## [What the exercise asks]
Edit the rows below so that every "photograph" becomes "image" and nothing else changes. Leave the pictures out of your output.

## [Supplied data]
○ ○ ○

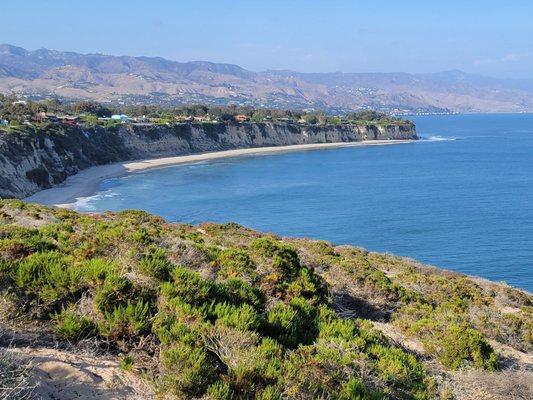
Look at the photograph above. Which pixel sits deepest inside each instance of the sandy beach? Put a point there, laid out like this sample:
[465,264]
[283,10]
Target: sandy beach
[86,182]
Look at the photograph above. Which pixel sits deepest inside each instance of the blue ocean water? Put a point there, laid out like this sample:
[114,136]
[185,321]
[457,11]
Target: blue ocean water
[461,199]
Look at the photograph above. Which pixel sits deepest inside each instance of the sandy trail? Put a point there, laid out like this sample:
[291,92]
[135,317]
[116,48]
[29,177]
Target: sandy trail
[86,182]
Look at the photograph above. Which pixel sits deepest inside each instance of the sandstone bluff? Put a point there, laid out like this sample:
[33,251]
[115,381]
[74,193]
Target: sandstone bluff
[30,162]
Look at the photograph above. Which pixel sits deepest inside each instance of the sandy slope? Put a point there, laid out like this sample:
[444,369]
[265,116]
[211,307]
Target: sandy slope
[86,182]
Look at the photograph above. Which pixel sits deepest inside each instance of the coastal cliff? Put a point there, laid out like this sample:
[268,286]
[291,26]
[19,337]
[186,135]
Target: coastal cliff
[38,159]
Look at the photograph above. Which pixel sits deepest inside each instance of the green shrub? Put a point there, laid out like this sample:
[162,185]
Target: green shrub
[292,324]
[220,391]
[462,346]
[155,264]
[188,370]
[235,263]
[127,363]
[397,367]
[48,275]
[242,317]
[126,321]
[74,327]
[236,291]
[355,389]
[269,393]
[190,287]
[115,291]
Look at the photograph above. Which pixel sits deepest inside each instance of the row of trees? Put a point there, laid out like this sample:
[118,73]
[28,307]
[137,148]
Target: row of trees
[14,110]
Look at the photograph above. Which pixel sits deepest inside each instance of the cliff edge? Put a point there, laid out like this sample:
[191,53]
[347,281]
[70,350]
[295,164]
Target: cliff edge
[36,159]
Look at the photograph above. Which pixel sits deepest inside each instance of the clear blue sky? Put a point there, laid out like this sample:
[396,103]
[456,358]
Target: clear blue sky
[489,37]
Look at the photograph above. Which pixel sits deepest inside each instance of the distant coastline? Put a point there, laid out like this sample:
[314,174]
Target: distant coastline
[86,182]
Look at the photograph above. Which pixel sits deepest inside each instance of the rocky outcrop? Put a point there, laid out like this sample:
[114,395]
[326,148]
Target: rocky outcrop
[33,161]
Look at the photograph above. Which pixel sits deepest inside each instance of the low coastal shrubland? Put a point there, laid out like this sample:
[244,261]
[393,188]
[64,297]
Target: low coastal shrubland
[224,312]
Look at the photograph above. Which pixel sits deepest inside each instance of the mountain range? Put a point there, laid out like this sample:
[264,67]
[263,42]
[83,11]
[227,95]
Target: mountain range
[44,73]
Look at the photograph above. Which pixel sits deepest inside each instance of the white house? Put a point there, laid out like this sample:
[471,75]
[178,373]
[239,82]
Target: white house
[121,117]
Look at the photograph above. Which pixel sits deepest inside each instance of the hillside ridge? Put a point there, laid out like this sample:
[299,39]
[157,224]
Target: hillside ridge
[155,80]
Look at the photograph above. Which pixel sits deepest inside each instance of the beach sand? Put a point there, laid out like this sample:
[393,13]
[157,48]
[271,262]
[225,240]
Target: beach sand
[86,182]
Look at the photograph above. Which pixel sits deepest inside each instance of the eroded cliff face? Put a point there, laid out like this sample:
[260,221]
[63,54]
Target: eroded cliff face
[30,162]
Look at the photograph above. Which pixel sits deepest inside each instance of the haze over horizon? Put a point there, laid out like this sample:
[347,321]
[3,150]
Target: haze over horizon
[353,36]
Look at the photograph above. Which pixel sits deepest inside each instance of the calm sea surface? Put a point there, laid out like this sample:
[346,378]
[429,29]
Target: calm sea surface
[462,199]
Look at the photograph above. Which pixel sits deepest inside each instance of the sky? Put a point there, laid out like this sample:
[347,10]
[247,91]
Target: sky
[488,37]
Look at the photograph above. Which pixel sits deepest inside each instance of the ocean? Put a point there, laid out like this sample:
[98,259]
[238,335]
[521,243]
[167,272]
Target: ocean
[460,199]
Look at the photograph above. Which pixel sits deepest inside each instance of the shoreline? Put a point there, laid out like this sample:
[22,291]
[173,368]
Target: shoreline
[86,182]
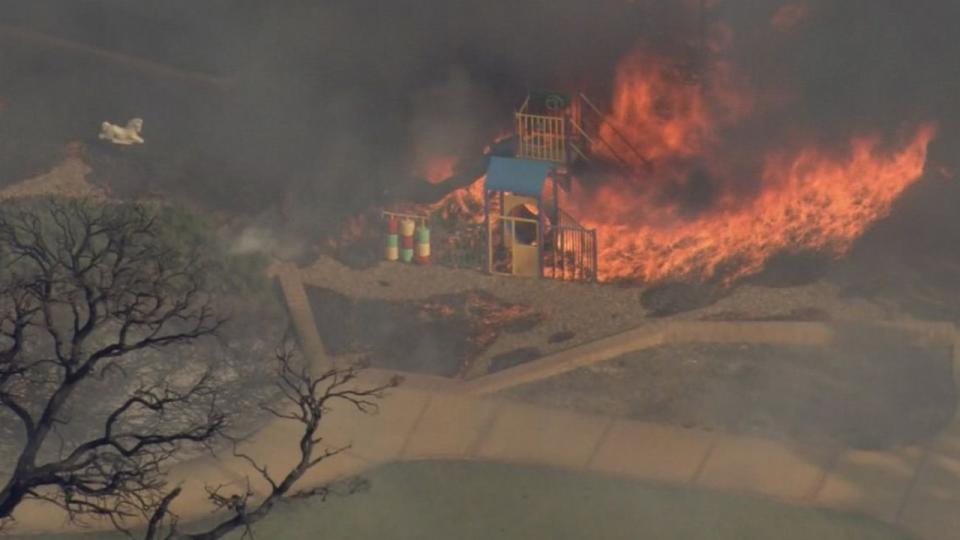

○ ○ ○

## [Solved problem]
Look at the image above. Which pixel sits deepest inside each instance of the sandy beach? Put a point there, laid out like this sample:
[465,264]
[283,10]
Target: sandy beach
[86,182]
Look at the image above. Which pixel sits deepest inside each instance of the blue ocean water? Put a point there, laid out like this sample:
[114,136]
[185,321]
[457,11]
Target: blue ocean water
[461,199]
Look at the image above. Which pixel sits deepest inside each instance of the sandy trail? Put a point there, laid out like this sample:
[291,92]
[135,317]
[116,48]
[29,177]
Target: sandy trail
[86,182]
Look at the image above. Which pixel sits deepest inside each instance of the sandstone bluff? Put a point there, laid out like this sample:
[33,251]
[115,381]
[74,193]
Target: sandstone bluff
[30,162]
Look at the image above. Which pixel sits deepest inside each instance of the sandy slope? Put a point there, laid out like this sample:
[444,369]
[265,116]
[211,307]
Target: sandy slope
[86,182]
Look at the image above. Which pixel sits deepest inside each instance of the coastal cliff? Put a point there, laid out like this sample:
[268,286]
[291,26]
[19,337]
[186,135]
Target: coastal cliff
[38,159]
Look at the image above. Which pixel sits deepest inside each instance of the green shrub? Put a point there, laid out like this sample:
[162,185]
Target: green shrub
[292,324]
[220,391]
[462,346]
[155,264]
[188,370]
[235,263]
[127,363]
[397,367]
[48,275]
[242,317]
[126,321]
[74,327]
[236,291]
[355,389]
[269,393]
[190,287]
[115,291]
Look at the image above. Which pixel sits deepest inside each instance of the row of trees? Put a point there, laid out like this sample:
[118,73]
[28,307]
[137,148]
Target: row of trees
[14,110]
Look at the image above. Which pixel sits deepest inside each instance of the cliff edge? Put a point there, laid out like this sample:
[191,53]
[347,281]
[70,350]
[295,164]
Target: cliff edge
[36,159]
Look at the image above. Which pixel sits deepest inside each instance of the clear blue sky? Put a point there, laid out like this sample:
[396,103]
[456,358]
Target: clear blue sky
[489,37]
Look at the image above. Which pixel sits deepest inside each instance of the distant coastline? Put a point there, laid out like this sample:
[314,174]
Target: distant coastline
[86,182]
Look at the image above. Which pixel sits deepest inside each instance of the rocky outcrop? Put a point there, laid out like this sample:
[114,395]
[326,148]
Target: rocky outcrop
[33,161]
Look at the image above. Which pixel sits deepest inside each instance of the low coastal shrubland? Put a point there, laid out like this sample:
[244,261]
[393,188]
[64,297]
Target: low coastal shrubland
[224,312]
Look at the image above. Which pixel sits deepest inside each instance of the mountain range? Put a point there, laid out like this sample:
[264,67]
[263,42]
[83,11]
[227,95]
Target: mountain range
[44,73]
Look at the image above. Which pixel sits deepest inside each instance of the white house? Put a point there, laid out like this sample:
[471,75]
[178,373]
[239,82]
Target: white house
[121,117]
Look at the image above. Which pixel sits deepest inside each instance of the hillside ridge? Put a point there, laid out like this sample:
[299,39]
[157,224]
Target: hillside ridge
[155,80]
Look at the image above. Which pixel sits deepest inside each instance of the beach sand? Put a point there, laid out like this sample:
[393,13]
[157,48]
[271,262]
[225,240]
Target: beach sand
[86,182]
Look at the image above. Which pixel sits deepest inside each instance of the eroded cliff face? Put a point there, laid out like this sample:
[260,221]
[63,54]
Target: eroded cliff face
[30,162]
Look at the image above. Which pixel sits deepest inside each instance of the haze over horizon? Put a point there, laid out like this sample:
[347,321]
[3,150]
Target: haze over horizon
[353,36]
Look at the image above. Which pixel sits deepest inside each instance of the calm sea surface? Put a point there, laid out like this sample:
[346,378]
[429,29]
Target: calm sea surface
[462,199]
Look at the image above. Which pixel sits deepest inside each instance of the sky? Put a point there, laid out like this sample:
[347,10]
[247,91]
Target: sky
[488,37]
Look at the image above. Which pixel sits deepest inside each instance of the ocean? Put a point there, laid out like this sample:
[98,259]
[238,335]
[521,243]
[167,272]
Target: ocean
[460,199]
Look at the image above. Which pixel sits deepest inside each instance of the shoreline? Put a point there, laid out like this sample:
[22,291]
[173,368]
Target: shoreline
[86,182]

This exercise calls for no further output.